### TO DO
Repeat the listing that follows, character for character, minus the pictures.

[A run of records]

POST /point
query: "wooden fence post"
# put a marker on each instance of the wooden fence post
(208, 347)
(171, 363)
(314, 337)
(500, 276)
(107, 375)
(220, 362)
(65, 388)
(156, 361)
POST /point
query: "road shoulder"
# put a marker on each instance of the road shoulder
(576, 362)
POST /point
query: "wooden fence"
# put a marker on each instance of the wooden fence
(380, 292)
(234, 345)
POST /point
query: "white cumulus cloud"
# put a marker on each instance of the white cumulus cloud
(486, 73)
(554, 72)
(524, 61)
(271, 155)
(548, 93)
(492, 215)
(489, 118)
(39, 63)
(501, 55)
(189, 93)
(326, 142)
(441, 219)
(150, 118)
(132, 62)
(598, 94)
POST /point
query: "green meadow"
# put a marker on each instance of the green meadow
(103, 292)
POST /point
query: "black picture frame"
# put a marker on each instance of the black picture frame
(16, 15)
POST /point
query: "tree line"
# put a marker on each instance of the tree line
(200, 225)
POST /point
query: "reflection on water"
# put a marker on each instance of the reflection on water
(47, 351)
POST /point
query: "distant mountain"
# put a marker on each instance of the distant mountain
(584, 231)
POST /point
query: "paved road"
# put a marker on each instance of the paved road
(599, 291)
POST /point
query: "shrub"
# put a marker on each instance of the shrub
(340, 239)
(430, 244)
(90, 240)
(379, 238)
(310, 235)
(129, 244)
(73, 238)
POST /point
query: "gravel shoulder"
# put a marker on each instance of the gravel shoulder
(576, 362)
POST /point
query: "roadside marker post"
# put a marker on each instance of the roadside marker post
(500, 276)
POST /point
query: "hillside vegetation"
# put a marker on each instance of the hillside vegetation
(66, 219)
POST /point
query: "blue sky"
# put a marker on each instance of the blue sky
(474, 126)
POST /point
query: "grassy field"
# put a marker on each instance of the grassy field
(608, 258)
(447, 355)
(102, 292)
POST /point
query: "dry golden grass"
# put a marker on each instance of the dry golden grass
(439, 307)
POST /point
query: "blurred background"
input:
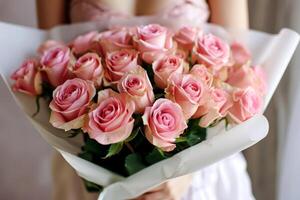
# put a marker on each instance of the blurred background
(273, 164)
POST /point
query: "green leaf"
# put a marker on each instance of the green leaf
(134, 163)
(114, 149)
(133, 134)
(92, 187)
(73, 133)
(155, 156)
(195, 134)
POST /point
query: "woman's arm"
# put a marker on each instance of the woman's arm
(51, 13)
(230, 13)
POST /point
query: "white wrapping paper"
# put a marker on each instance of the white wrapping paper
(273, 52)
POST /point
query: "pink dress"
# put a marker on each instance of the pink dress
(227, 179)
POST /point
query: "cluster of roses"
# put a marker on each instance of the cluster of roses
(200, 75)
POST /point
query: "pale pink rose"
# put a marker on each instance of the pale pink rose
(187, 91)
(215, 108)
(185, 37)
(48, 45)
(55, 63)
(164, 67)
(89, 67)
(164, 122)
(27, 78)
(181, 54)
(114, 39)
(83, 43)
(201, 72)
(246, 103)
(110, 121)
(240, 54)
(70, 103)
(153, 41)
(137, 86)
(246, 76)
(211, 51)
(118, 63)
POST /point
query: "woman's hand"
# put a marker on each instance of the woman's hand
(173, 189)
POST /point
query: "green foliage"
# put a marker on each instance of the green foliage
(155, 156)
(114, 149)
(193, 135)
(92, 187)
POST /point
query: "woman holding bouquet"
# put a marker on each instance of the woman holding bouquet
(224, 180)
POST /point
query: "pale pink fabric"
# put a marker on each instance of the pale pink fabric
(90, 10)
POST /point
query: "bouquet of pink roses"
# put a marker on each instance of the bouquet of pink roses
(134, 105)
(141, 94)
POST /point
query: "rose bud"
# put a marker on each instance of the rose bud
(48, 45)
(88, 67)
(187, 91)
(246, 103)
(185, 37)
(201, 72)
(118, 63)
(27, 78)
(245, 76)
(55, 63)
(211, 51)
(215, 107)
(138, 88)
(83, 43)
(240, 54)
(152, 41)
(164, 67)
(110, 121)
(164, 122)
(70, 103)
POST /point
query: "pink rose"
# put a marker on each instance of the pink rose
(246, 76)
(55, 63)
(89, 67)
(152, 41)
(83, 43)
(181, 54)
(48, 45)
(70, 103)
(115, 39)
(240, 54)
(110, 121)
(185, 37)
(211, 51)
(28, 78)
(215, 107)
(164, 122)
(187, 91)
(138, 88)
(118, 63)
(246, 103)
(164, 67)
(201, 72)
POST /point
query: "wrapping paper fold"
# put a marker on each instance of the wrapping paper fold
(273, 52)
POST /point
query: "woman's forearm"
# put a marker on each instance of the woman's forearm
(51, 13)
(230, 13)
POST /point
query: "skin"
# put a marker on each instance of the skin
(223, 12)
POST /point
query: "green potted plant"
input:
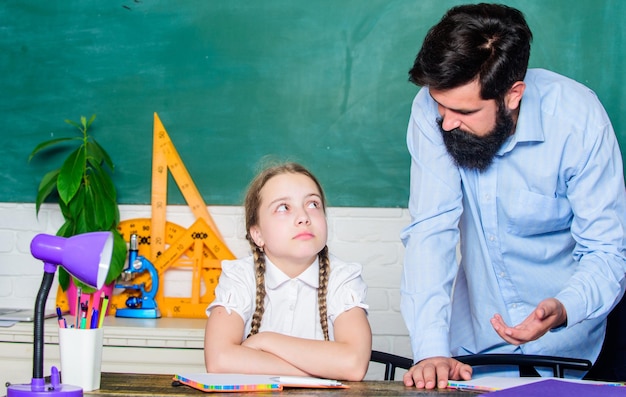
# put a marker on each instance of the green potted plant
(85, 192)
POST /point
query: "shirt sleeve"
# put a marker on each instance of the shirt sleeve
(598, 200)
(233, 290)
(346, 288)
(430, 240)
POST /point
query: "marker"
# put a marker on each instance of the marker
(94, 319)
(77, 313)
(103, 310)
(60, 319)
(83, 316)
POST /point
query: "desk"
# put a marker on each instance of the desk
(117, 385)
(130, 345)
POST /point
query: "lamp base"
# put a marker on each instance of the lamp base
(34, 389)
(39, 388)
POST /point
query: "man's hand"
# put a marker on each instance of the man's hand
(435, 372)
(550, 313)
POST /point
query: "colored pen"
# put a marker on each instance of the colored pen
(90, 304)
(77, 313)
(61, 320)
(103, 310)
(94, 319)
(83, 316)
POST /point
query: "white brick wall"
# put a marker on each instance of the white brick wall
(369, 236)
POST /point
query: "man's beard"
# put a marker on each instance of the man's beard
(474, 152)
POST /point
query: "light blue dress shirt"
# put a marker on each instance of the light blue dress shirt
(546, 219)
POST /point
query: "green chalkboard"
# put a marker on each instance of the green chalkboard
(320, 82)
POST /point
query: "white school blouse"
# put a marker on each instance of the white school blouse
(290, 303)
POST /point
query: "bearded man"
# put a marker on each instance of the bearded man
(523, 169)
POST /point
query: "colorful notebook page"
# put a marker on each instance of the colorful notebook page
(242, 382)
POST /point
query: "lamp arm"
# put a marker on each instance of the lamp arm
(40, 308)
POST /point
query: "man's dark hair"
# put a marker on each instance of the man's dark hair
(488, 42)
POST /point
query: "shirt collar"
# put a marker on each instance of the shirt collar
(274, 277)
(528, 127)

### ANSWER TO THE PROBLEM
POST /point
query: "wooden fence post"
# put a marker on each instance of the wooden fence post
(208, 347)
(171, 363)
(314, 337)
(500, 276)
(107, 375)
(220, 362)
(65, 388)
(156, 361)
POST /point
query: "road shoulder"
# put a marker on each instance of the road shoulder
(576, 362)
POST /point
query: "wooden fence"
# put a marker on each instance of the wooden fence
(380, 292)
(234, 345)
POST /point
query: "white cumulus cloud"
# put a marker on each instance of the white cumulus cloud
(486, 73)
(554, 72)
(524, 61)
(271, 155)
(548, 93)
(492, 215)
(489, 118)
(39, 63)
(501, 55)
(189, 93)
(326, 142)
(441, 219)
(150, 118)
(132, 62)
(598, 94)
POST /point
query: "green meadow"
# put a marker on each instance of the green meadow
(103, 292)
POST /point
query: "black picture frame"
# put a marker on each instance of the black picture frame
(16, 15)
POST /point
query: "tree line"
# put a marker on each instance of the tree line
(200, 225)
POST /point
query: "reflection on water"
# put a marker on each instance of the reflection on water
(47, 351)
POST /point
query: "distant mountain"
# put a marker on each instance of the distant mountain
(584, 231)
POST /point
query: "paved road"
# put a marker on each instance of the paved road
(599, 291)
POST /point
query: "shrub"
# put a marker on each instance of the shrub
(340, 239)
(430, 244)
(90, 240)
(379, 238)
(310, 235)
(129, 244)
(73, 238)
POST /point
query: "gravel shoulder"
# put a marker on each instance of the gravel shoulder
(576, 362)
POST /point
query: "roadside marker post"
# put a marker on each instance of the roadside marker post
(500, 276)
POST /point
query: "hillside vegetation"
# put a marker on each instance of the hillside vegetation
(66, 219)
POST /point
query: "blue sky"
# put a marker on each instance of the blue sky
(474, 126)
POST /point
query: "grassy field"
# put a marker on each instance of the grassy field
(608, 258)
(447, 355)
(102, 292)
POST /point
query: "dry golden grass"
# put a marker on each instance of the dry golden grass
(439, 307)
POST /point
query: "blurred background"
input:
# put a marker on each instance of the blurred background
(273, 164)
POST /point
query: "green leaf"
# put a marker on each instance of the green leaf
(134, 163)
(114, 149)
(133, 134)
(92, 187)
(73, 133)
(155, 156)
(195, 134)
POST /point
query: "woman's arm"
# put a marker on each instance of the woman's arm
(51, 13)
(230, 13)
POST /point
query: "white wrapping paper"
# put a marker on each instance of the white wrapping paper
(273, 52)
POST /point
query: "pink dress"
# put a marker on each instance of the pink dress
(227, 179)
POST /point
query: "cluster of roses"
# put a marker on each instance of the cluster of roses
(200, 75)
POST /point
query: "pale pink rose"
# put a marker on each instance of the pale pink rose
(187, 91)
(215, 108)
(185, 37)
(48, 45)
(55, 63)
(164, 67)
(89, 67)
(164, 122)
(27, 78)
(181, 54)
(114, 39)
(83, 43)
(201, 72)
(246, 103)
(110, 121)
(240, 54)
(70, 103)
(153, 41)
(137, 86)
(246, 76)
(211, 51)
(118, 63)
POST /point
query: "woman's hand"
# put a marker on each instance of the woman's hand
(173, 189)
POST /point
query: "green foliage"
# put a marker on each instance of the green foliage
(155, 156)
(114, 149)
(193, 135)
(92, 187)
POST /point
query: "woman holding bouquet"
# put a marker on each instance of the woman holding bouquet
(224, 180)
POST /point
query: "pale pink fabric"
# put a marker on each instance of the pale pink fabric
(90, 10)
POST /point
query: "bouquet of pink roses"
# put a marker on each instance of the bouquet of pink roses
(134, 105)
(141, 94)
POST /point
query: "rose bud"
# put a marker on each instance of the rose bud
(48, 45)
(88, 67)
(187, 91)
(246, 103)
(185, 37)
(201, 72)
(118, 63)
(27, 78)
(245, 76)
(55, 63)
(211, 51)
(215, 107)
(138, 88)
(83, 43)
(240, 54)
(152, 41)
(164, 67)
(110, 121)
(164, 122)
(70, 103)
POST /point
query: "pink rose"
# put a marker on each instance of the pink rose
(246, 76)
(55, 63)
(89, 67)
(152, 41)
(83, 43)
(181, 54)
(48, 45)
(70, 103)
(115, 39)
(240, 54)
(110, 121)
(185, 37)
(211, 51)
(28, 78)
(215, 107)
(164, 122)
(187, 91)
(138, 88)
(118, 63)
(246, 103)
(164, 67)
(201, 72)
POST /point
query: "wrapping paper fold"
# put a marker on each instance of the wrapping paper fold
(273, 52)
POST /point
query: "woman's forearm"
# put a marker on each instance of the woman's forearm
(51, 13)
(230, 13)
POST /point
query: "skin"
# put a marker on each instance of the skin
(223, 12)
POST /point
query: "green potted plant"
input:
# put a marker on each instance of the green potted plant
(85, 192)
POST /point
query: "shirt sleeve"
# put a marker on each instance of the shirt sleeve
(598, 200)
(233, 290)
(346, 288)
(430, 240)
POST /point
query: "marker"
# put a marker on each instance of the marker
(94, 319)
(77, 313)
(103, 310)
(60, 319)
(83, 316)
POST /point
query: "desk"
# put a marker on each instance of the desk
(117, 385)
(130, 345)
POST /point
query: "lamp base"
# put a marker on each instance of the lamp base
(34, 389)
(39, 388)
POST /point
query: "man's hand"
# put a marker on each instance of the man's hand
(435, 372)
(550, 313)
POST /point
query: "colored pen"
# put a marker on each instance of the colored pen
(90, 304)
(77, 313)
(61, 320)
(103, 310)
(94, 319)
(83, 316)
POST /point
query: "white brick wall"
# put a marker on each instance of the white brick wall
(369, 236)
POST /point
query: "man's beard"
# put a marker on each instance of the man's beard
(474, 152)
POST /point
query: "light blue dress shirt"
# put a marker on each instance of the light blue dress shirt
(546, 219)
POST /point
query: "green chalkboard"
# put a marker on each instance of the green chalkboard
(320, 82)
POST /point
query: "white school blouse"
# put a marker on each instance of the white school blouse
(290, 303)
POST /point
query: "bearded man"
# put a marker on each instance of the bearded man
(523, 169)
POST /point
query: "colorful notebook page"
# put a marker on each instance of the colorful notebook page
(242, 382)
POST /point
query: "lamp arm"
# put a marker on each instance of the lamp arm
(40, 308)
POST /point
query: "man's dark hair"
# put a marker on each instance of the man's dark hair
(488, 42)
POST /point
query: "shirt collar"
# put a marker on each instance of the shirt collar
(274, 277)
(528, 127)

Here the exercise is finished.